Montrez chaque ligne des entrées qui contient le mot "trunk", en tenant compte de la casse.

[Entrées d'étiquetage de la position d'objets]
========

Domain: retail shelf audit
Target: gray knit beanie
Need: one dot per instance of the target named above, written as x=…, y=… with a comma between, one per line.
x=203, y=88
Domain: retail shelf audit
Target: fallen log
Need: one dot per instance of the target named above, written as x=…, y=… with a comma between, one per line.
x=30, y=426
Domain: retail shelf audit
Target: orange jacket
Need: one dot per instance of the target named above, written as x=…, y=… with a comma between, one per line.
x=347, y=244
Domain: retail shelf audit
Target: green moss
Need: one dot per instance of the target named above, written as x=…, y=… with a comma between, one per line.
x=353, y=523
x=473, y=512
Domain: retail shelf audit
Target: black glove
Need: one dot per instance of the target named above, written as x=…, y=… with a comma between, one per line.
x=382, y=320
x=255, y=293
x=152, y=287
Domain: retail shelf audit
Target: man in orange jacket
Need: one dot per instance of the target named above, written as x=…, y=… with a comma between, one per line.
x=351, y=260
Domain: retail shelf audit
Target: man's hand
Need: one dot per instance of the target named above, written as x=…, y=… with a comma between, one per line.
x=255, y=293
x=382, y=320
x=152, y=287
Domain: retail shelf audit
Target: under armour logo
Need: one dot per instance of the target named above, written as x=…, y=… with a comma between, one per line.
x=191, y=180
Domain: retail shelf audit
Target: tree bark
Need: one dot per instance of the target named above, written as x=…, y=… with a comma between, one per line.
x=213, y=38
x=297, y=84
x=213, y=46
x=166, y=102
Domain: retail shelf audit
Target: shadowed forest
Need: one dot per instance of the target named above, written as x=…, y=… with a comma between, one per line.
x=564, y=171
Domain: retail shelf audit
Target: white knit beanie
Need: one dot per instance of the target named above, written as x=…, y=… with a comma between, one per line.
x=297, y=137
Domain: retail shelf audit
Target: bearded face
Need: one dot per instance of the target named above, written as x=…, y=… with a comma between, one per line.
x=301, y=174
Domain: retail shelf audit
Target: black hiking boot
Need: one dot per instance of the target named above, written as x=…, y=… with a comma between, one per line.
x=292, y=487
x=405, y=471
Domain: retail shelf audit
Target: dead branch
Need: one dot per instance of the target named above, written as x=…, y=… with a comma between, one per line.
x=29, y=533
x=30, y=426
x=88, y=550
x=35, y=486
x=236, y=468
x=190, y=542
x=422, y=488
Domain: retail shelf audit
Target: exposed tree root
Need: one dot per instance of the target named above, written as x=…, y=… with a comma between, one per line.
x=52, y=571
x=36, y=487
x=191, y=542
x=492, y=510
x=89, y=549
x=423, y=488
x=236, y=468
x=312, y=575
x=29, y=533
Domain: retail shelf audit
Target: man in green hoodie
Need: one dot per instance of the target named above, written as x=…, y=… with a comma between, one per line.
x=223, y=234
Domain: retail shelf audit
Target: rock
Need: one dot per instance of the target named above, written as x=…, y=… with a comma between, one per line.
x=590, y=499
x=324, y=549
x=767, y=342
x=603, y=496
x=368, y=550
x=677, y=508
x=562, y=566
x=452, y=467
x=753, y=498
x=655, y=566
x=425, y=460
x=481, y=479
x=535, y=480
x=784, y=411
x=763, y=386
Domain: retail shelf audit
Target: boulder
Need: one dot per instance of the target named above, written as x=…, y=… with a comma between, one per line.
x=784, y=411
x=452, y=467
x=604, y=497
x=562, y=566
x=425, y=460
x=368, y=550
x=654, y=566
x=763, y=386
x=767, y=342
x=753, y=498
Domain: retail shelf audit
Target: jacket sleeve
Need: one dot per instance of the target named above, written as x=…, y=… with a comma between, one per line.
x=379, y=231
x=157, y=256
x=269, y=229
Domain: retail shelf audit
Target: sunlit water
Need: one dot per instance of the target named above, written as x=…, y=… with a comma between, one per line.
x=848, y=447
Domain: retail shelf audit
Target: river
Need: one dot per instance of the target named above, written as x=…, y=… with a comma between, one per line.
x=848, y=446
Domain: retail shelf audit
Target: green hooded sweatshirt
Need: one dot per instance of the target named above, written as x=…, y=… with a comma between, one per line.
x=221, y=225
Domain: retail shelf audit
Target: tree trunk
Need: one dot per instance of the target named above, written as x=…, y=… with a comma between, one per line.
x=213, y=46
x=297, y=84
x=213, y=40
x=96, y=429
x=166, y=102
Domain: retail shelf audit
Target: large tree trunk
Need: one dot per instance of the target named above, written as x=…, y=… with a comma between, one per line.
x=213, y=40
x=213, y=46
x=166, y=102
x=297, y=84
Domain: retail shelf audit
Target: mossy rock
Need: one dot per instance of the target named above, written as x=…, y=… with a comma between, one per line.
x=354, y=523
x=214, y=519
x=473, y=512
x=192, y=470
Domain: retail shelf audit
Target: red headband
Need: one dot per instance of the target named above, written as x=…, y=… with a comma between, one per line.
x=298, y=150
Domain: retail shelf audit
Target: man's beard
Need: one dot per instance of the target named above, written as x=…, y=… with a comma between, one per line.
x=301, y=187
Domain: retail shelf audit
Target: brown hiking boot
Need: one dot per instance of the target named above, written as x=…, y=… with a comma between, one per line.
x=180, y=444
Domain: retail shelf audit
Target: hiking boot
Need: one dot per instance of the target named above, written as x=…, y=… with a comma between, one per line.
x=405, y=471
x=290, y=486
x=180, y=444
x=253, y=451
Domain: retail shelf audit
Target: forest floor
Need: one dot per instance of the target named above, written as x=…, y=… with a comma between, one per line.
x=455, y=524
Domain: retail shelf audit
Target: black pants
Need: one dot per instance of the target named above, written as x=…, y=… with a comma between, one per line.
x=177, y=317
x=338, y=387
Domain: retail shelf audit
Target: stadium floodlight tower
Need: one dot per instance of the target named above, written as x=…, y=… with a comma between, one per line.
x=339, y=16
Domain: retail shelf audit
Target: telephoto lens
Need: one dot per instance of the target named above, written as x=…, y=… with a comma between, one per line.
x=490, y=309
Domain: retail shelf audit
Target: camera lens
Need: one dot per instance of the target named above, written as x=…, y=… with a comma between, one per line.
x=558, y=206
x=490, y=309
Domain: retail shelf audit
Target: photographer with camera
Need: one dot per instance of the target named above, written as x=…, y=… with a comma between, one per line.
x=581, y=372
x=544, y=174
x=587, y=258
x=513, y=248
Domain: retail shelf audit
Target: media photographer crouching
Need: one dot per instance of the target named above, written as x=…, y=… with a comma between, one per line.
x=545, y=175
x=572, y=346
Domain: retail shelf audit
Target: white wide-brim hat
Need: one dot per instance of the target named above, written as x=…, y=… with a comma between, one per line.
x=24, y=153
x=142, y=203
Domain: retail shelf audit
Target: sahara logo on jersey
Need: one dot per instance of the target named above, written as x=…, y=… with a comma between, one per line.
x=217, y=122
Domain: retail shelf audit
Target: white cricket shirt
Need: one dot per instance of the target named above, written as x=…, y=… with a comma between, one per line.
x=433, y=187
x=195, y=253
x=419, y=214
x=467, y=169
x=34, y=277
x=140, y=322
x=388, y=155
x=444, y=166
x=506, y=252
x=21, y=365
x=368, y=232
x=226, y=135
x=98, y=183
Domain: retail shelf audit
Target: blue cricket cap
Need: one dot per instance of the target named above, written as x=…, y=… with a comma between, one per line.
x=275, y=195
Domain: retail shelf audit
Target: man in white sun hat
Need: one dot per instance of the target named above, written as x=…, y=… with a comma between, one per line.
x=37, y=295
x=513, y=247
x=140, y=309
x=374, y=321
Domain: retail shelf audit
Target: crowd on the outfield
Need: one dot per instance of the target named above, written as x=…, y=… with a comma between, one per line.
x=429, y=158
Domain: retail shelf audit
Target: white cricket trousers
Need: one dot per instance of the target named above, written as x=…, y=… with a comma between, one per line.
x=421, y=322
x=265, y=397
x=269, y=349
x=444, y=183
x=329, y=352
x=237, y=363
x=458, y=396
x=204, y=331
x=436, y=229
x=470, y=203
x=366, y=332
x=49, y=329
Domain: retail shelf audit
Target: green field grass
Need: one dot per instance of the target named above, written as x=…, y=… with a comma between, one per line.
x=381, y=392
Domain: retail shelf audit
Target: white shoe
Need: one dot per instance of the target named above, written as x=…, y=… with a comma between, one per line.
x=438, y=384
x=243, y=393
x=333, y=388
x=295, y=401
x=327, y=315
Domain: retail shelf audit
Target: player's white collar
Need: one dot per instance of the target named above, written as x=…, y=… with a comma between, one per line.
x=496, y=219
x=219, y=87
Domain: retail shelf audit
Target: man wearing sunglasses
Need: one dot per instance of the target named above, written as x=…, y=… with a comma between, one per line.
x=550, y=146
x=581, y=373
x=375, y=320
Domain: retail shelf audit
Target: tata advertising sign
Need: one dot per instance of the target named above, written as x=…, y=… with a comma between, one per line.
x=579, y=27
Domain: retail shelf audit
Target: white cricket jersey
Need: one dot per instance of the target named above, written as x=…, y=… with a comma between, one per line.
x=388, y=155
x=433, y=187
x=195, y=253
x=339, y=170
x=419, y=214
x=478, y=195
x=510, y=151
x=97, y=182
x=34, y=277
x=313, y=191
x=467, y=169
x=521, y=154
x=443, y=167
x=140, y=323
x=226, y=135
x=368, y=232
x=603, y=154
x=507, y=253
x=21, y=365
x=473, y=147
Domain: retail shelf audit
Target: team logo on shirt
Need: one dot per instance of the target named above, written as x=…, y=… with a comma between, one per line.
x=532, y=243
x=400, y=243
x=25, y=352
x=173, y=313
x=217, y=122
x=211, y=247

========

### Résultat complet
Target: tree trunk
Target: large tree trunk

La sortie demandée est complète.